Can you retype the emotional flanker task results below, word for word and in full?

**DOCUMENT SEGMENT:**
=-=-=

3.1. Behavioral data from Emotional Flanker Task

3.1.1. Accuracy.

The repeated-measures ANOVA model revealed a main effect of Emotion type [F(1,31) = 12.34, p < 0.001, ƞ2 = 0.53, β = 0.93]. Threatening images received more correct responses than Neutral Images [t = 3.51, p = 0.001, d = 0.47]. Emotion position also yielded a significant effect [F(1,31) = 5.63, p = 0.02, ƞ2 = 0.39, β = 0.63]. Target objects (with flanking IAPS images) attracted more correct responses than Target IAPS images (with flanking objects) [t = 2.37, p = 0.024, d = 0.39]. The Emotion type x Emotion position interaction was significant [F(1,31) = 21.20, p < 0.001, ƞ2 = 0.64, β = 0.99]. This reflected an emotion-related discrepancy when IAPS images were presented as targets, whereby Threatening images attracted more correct responses than Neutral images [t = 4.46, p<0.001, d = 0.82]. Such a discrepancy was not observed when IAPS images were presented as flankers [t = 0.78, p = n.s., d = 0.07].

3.1.2. Response time.

The repeated-measures ANOVA model revealed a main effect of Emotion type [F(1,31) = 4.56, p = 0.04, ƞ2 = 0.36, β = 0.54]. Threatening images yielded faster responses than Neutral Images [t = 2.14, p = 0.04, d = 0.14]. Emotion position also yielded a significant effect [F(1,31) = 14.67, p < 0.001, ƞ2 = 0.57, β = 0.96]. Target objects (with flanking IAPS images) attracted faster responses than target IAPS images (with flanking objects) [t = 3.83, p = 0.001, d = 0.31]. Crucially, the Emotion type x Emotion position interaction was significant [F(1,31) = 28.57, p < 0.001, ƞ2 = 0.69, β = 0.99]. This indicates that Threatening images presented as Targets were identified faster than Neutral images [t = 4.11, p<0.001, d = 0.45]. However, when Threatening images were presented as flankers, they slowed the detection of Target objects more significantly than when Flankers were Neutral images [t = 3.24, p = 0.003, d = 0.16].

=-=-=

**RECORDED DATA:**
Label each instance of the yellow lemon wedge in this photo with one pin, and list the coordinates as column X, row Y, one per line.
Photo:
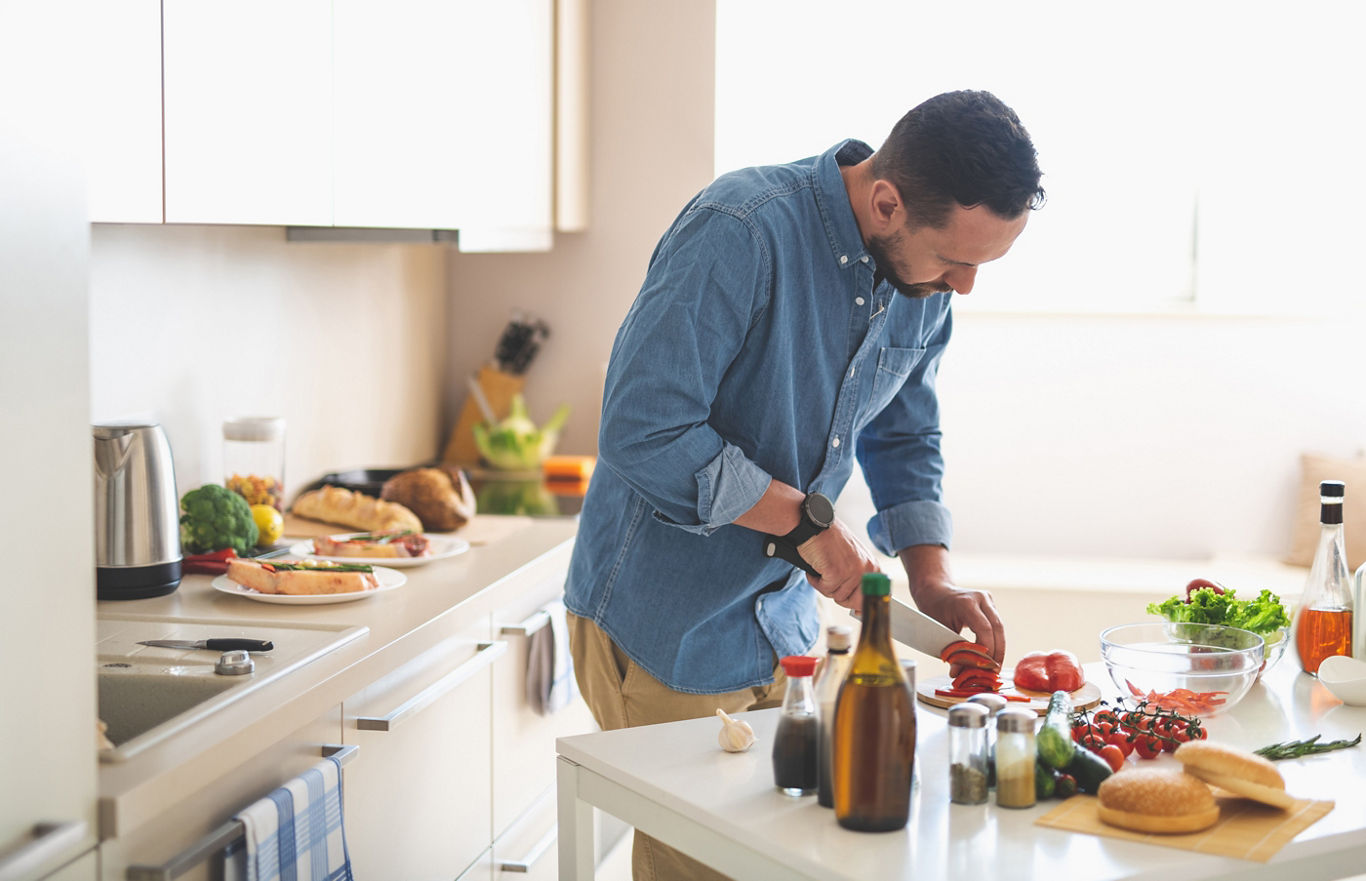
column 269, row 522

=-=-=

**THE SOLUTION:**
3.1. Behavioral data from Emotional Flanker Task

3.1.1. Accuracy.

The repeated-measures ANOVA model revealed a main effect of Emotion type [F(1,31) = 12.34, p < 0.001, ƞ2 = 0.53, β = 0.93]. Threatening images received more correct responses than Neutral Images [t = 3.51, p = 0.001, d = 0.47]. Emotion position also yielded a significant effect [F(1,31) = 5.63, p = 0.02, ƞ2 = 0.39, β = 0.63]. Target objects (with flanking IAPS images) attracted more correct responses than Target IAPS images (with flanking objects) [t = 2.37, p = 0.024, d = 0.39]. The Emotion type x Emotion position interaction was significant [F(1,31) = 21.20, p < 0.001, ƞ2 = 0.64, β = 0.99]. This reflected an emotion-related discrepancy when IAPS images were presented as targets, whereby Threatening images attracted more correct responses than Neutral images [t = 4.46, p<0.001, d = 0.82]. Such a discrepancy was not observed when IAPS images were presented as flankers [t = 0.78, p = n.s., d = 0.07].

3.1.2. Response time.

The repeated-measures ANOVA model revealed a main effect of Emotion type [F(1,31) = 4.56, p = 0.04, ƞ2 = 0.36, β = 0.54]. Threatening images yielded faster responses than Neutral Images [t = 2.14, p = 0.04, d = 0.14]. Emotion position also yielded a significant effect [F(1,31) = 14.67, p < 0.001, ƞ2 = 0.57, β = 0.96]. Target objects (with flanking IAPS images) attracted faster responses than target IAPS images (with flanking objects) [t = 3.83, p = 0.001, d = 0.31]. Crucially, the Emotion type x Emotion position interaction was significant [F(1,31) = 28.57, p < 0.001, ƞ2 = 0.69, β = 0.99]. This indicates that Threatening images presented as Targets were identified faster than Neutral images [t = 4.11, p<0.001, d = 0.45]. However, when Threatening images were presented as flankers, they slowed the detection of Target objects more significantly than when Flankers were Neutral images [t = 3.24, p = 0.003, d = 0.16].